━━ RECORDS PROVIDED ━━
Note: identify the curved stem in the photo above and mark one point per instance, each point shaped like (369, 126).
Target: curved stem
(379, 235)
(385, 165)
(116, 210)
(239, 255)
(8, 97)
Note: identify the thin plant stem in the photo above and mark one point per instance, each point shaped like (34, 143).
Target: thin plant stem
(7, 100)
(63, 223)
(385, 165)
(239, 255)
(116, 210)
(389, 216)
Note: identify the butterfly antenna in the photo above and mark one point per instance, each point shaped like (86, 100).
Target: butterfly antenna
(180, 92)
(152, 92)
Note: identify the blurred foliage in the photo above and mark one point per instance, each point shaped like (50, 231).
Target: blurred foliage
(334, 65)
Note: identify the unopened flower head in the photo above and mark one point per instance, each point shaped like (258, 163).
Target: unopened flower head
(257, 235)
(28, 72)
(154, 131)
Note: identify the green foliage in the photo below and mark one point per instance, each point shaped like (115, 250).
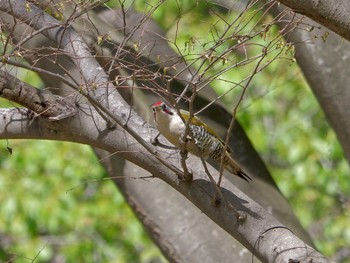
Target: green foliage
(279, 112)
(54, 204)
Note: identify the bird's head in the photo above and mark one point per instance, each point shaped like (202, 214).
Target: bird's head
(161, 108)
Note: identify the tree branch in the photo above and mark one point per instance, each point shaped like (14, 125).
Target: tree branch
(333, 14)
(43, 103)
(261, 233)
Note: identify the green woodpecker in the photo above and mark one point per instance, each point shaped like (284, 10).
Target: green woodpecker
(201, 140)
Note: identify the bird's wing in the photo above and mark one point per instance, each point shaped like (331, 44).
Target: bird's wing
(197, 121)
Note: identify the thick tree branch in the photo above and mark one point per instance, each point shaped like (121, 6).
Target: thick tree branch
(260, 232)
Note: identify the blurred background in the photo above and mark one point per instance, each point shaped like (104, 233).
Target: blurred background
(56, 206)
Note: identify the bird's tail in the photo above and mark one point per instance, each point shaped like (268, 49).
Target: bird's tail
(233, 167)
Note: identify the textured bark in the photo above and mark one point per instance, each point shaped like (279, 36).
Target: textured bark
(260, 232)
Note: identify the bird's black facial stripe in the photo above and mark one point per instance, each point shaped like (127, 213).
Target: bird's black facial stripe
(167, 110)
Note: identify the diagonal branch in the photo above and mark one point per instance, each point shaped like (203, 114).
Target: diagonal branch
(43, 103)
(260, 232)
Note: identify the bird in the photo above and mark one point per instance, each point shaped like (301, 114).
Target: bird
(201, 140)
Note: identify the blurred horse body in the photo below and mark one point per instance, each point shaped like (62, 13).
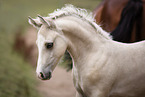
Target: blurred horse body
(125, 19)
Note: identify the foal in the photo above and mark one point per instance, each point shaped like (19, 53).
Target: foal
(101, 67)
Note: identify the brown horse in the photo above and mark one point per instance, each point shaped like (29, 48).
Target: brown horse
(125, 19)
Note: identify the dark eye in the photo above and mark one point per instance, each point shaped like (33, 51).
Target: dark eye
(48, 45)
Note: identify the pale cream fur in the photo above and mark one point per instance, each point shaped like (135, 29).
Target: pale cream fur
(102, 67)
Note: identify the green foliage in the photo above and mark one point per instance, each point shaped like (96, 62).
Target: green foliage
(16, 76)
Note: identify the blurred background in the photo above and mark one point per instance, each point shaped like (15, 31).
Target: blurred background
(18, 52)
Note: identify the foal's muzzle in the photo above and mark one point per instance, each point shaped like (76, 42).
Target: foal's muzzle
(43, 76)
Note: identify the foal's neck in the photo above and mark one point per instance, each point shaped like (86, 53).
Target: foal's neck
(82, 37)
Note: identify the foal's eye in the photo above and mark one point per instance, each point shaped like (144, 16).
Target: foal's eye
(48, 45)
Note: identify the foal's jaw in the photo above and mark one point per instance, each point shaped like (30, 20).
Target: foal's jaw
(45, 73)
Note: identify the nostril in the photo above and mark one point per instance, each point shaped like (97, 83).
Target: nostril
(41, 75)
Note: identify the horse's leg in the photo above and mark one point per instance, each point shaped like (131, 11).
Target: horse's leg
(78, 95)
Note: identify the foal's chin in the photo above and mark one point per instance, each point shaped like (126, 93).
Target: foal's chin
(45, 76)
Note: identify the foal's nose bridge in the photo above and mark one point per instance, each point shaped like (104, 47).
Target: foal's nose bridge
(44, 76)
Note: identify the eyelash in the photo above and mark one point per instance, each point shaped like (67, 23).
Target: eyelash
(48, 45)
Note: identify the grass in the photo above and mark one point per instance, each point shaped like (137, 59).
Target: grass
(17, 77)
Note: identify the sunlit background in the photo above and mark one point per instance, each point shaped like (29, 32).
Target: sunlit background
(18, 52)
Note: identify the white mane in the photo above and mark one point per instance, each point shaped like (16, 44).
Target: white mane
(83, 13)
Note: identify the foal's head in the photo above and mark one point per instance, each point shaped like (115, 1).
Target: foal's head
(51, 46)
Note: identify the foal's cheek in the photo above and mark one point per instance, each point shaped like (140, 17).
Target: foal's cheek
(60, 47)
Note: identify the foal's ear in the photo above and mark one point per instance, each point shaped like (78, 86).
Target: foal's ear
(35, 22)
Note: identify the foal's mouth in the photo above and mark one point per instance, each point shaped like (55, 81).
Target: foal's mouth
(43, 76)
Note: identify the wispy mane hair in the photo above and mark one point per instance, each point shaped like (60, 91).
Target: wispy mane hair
(69, 10)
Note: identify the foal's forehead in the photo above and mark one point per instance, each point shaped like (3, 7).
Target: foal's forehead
(45, 34)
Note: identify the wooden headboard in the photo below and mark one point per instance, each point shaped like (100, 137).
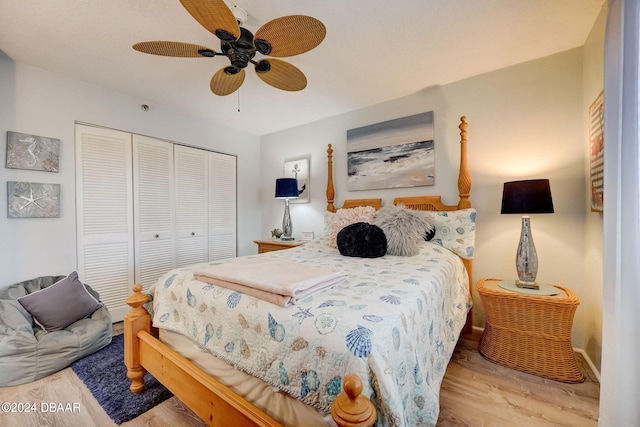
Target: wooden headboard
(423, 203)
(428, 203)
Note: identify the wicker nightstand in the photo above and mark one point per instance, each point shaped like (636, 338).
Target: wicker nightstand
(530, 333)
(275, 245)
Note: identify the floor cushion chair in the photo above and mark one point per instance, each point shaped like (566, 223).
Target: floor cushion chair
(36, 338)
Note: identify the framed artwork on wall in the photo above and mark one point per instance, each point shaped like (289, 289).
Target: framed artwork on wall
(33, 200)
(298, 168)
(596, 150)
(32, 152)
(392, 154)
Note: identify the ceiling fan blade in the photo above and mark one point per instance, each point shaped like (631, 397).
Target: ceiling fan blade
(213, 15)
(291, 35)
(176, 49)
(223, 83)
(281, 75)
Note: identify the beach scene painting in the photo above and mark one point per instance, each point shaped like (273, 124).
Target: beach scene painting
(392, 154)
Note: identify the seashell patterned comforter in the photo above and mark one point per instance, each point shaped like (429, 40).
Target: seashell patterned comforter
(395, 322)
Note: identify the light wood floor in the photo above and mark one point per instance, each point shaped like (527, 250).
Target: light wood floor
(475, 392)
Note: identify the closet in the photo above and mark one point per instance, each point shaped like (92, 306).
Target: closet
(145, 206)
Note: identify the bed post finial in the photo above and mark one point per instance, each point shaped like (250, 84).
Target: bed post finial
(351, 408)
(464, 177)
(330, 190)
(138, 319)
━━━
### EXERCISE DIRECTIONS
Your answer must be an exact copy of the listing, minus its pictures.

### OUTPUT BELOW
Note: identify the curved stem in the photo above and mark one point per instance, each point shaped like (369, 126).
Target: curved stem
(379, 235)
(385, 165)
(116, 210)
(239, 255)
(8, 97)
Note: identify the thin plant stem in the photo above and mark one point per instance, each point shaped like (34, 143).
Target: thin plant stem
(7, 100)
(63, 223)
(385, 165)
(239, 255)
(116, 210)
(389, 216)
Note: identify the butterfly antenna in the photo above and mark one point per instance, each point shaped like (86, 100).
Target: butterfly antenna
(180, 92)
(152, 92)
Note: identify the blurred foliage in the photo above and mark one point per instance, each point shaped like (50, 231).
Target: blurred foliage
(334, 65)
Note: identify the unopened flower head in the photo above and mark one point per instance, each point shaped like (258, 163).
Target: unopened flower head
(257, 235)
(28, 72)
(154, 131)
Note: identify the green foliage in the photo below and mark one point per instance, each point shaped like (115, 250).
Target: green foliage
(279, 112)
(54, 204)
Note: identify the bird's head in the photo above and mark one point per instance, each point shaped like (202, 214).
Target: bird's head
(161, 108)
Note: identify the tree branch in the photo above and mark one point per instance, each point shaped like (14, 125).
Target: tree branch
(333, 14)
(43, 103)
(261, 233)
Note: identify the green woodpecker in the photo above and mark one point per instance, each point shaped like (284, 10).
Target: green woodpecker
(201, 140)
Note: identify the bird's wing in the photo above and mark one point per instance, each point shaped like (331, 44).
Target: bird's wing
(197, 121)
Note: identify the thick tree branch in the photo above and mark one point per instance, each point shaped like (121, 6).
Target: thick tree branch
(260, 232)
Note: identify the blurred background in the photo above and mark one point per instance, each point shaped like (104, 233).
Target: blurred background
(56, 206)
Note: identify the bird's tail in the photo above and mark one point per instance, each point shaped like (268, 49).
Target: bird's tail
(233, 167)
Note: identify the textured bark in the photo above and mark one point per instance, each point shaped like (279, 36).
Target: textured bark
(260, 232)
Note: identify the bird's black facial stripe in the photo above and mark one point per instance, each point shaped like (127, 213).
Target: bird's black facial stripe
(167, 110)
Note: identify the diagonal branch in the photo above and mark one point per instance, each point shaped like (203, 114).
Target: diagonal branch
(43, 103)
(260, 232)
Note: identify the bird in the photo above and mark one point per instance, each point shaped like (301, 114).
Target: bird
(201, 140)
Note: identify the blurred horse body in the photo below and mark one point per instance, each point shaped like (62, 13).
Target: blurred horse body
(125, 19)
Note: identify the foal in the photo above and mark one point per instance, each point shaped like (19, 53).
Target: foal
(101, 67)
Note: identify the brown horse in the photo above and mark one point per instance, each point shaped like (29, 48).
Target: brown horse
(125, 19)
Note: identify the dark eye in the photo above and mark one point per instance, each point shaped like (33, 51).
Target: dark eye
(48, 45)
Note: identify the pale cream fur in the photo above and mark one point per instance, each point shaped like (135, 29).
Target: pale cream fur
(102, 67)
Note: identify the green foliage in the photo above and mark one point per instance, each point shaped like (96, 62).
Target: green foliage
(16, 76)
Note: identify the blurred background in the photo above and mark one point per instance, each point shaped like (15, 31).
Target: blurred background
(18, 52)
Note: identify the foal's muzzle in the photo above and mark one point per instance, each point shaped like (76, 42).
Target: foal's muzzle
(43, 76)
Note: identify the foal's neck in the photo above and mark one point per instance, each point shaped like (86, 53).
Target: foal's neck
(82, 37)
Note: identify the foal's eye in the photo above and mark one point per instance, each point shaped like (144, 16).
Target: foal's eye
(48, 45)
Note: identify the foal's jaw in the photo above and mark one point per instance, each point shaped like (30, 20).
Target: foal's jaw
(45, 73)
Note: identify the nostril in the photo above and mark one point per instance, each point shaped like (97, 83).
Target: nostril
(41, 75)
Note: identify the horse's leg in the photo above and mark one point per instance, each point shaped like (131, 11).
Target: horse's leg
(78, 95)
Note: identify the foal's chin in the photo above and mark one point per instance, each point shaped like (126, 93).
Target: foal's chin
(45, 76)
Note: identify the foal's nose bridge in the photo above and mark one point per instance, each point shaped like (104, 47).
Target: foal's nose bridge
(44, 76)
Note: identify the eyelash in the photo above and mark one point per instance, each point shaped like (67, 23).
Target: eyelash
(48, 45)
Note: identify the grass in the photo above and mark one point per instance, each point shaped like (137, 59).
Target: grass
(17, 77)
Note: identify the sunlit background in the photo above and mark one point per instance, each point shaped like (29, 32).
Target: sunlit background
(18, 52)
Note: identify the white mane in the photo above and mark one point per instance, each point shaped like (16, 44).
Target: white mane
(83, 13)
Note: identify the foal's head in the photo above and mark one point per instance, each point shaped like (115, 1).
Target: foal's head
(51, 46)
Note: identify the foal's cheek in the photo above and mark one point per instance, each point shaped like (140, 17).
Target: foal's cheek
(60, 47)
Note: identify the foal's ear in the photo above and mark one point per instance, each point shaped like (78, 86).
Target: foal's ear
(35, 22)
Note: identify the foal's mouth in the photo above and mark one point per instance, each point shaped like (55, 81).
Target: foal's mouth
(43, 76)
Note: identify the wispy mane hair in the photo above and mark one point per instance, each point shaped like (60, 91).
Target: wispy mane hair
(69, 10)
Note: identify the foal's forehead in the photo above and mark one point per instance, each point shaped like (3, 7).
Target: foal's forehead
(45, 34)
Note: identify the wooden headboard in the photo below and mark one point per instance, each point shaped like (100, 137).
Target: wooden headboard
(423, 203)
(428, 203)
Note: identify the wicker nightstand in the photo above and mark one point per instance, each point shaped like (636, 338).
Target: wicker nightstand
(530, 333)
(275, 245)
Note: identify the floor cushion chair in the photo above and mark one point per instance, each point shaped like (566, 223).
Target: floor cushion chair
(36, 338)
Note: identify the framed artwork on wall in the photo above and mark one point per instance, each point shaped like (289, 289).
Target: framed artwork on wall
(33, 200)
(298, 168)
(596, 150)
(32, 152)
(392, 154)
Note: identify the ceiling fan blade in the photo above and mark one point per instance, each point shaped like (631, 397).
Target: ceiling fan blade
(213, 15)
(291, 35)
(176, 49)
(223, 83)
(281, 75)
Note: identify the beach scene painting in the photo above and mark one point per instance, each point shaped like (273, 124).
Target: beach scene painting
(392, 154)
Note: identify the seashell patterned comforter in the photo above and mark one point per instance, each point shaped like (429, 40).
Target: seashell patterned comforter
(395, 322)
Note: identify the light wood floor in the photo above and mark one point per instance, each point shaped like (527, 250).
Target: light wood floor
(475, 392)
Note: identify the closet in the photo above and mark one point per instance, each point shaped like (92, 306).
Target: closet
(145, 206)
Note: identify the bed post finial in the photo above and mark one point per instance, each point shaped like (250, 84).
Target: bed post finial
(351, 408)
(464, 177)
(330, 190)
(138, 319)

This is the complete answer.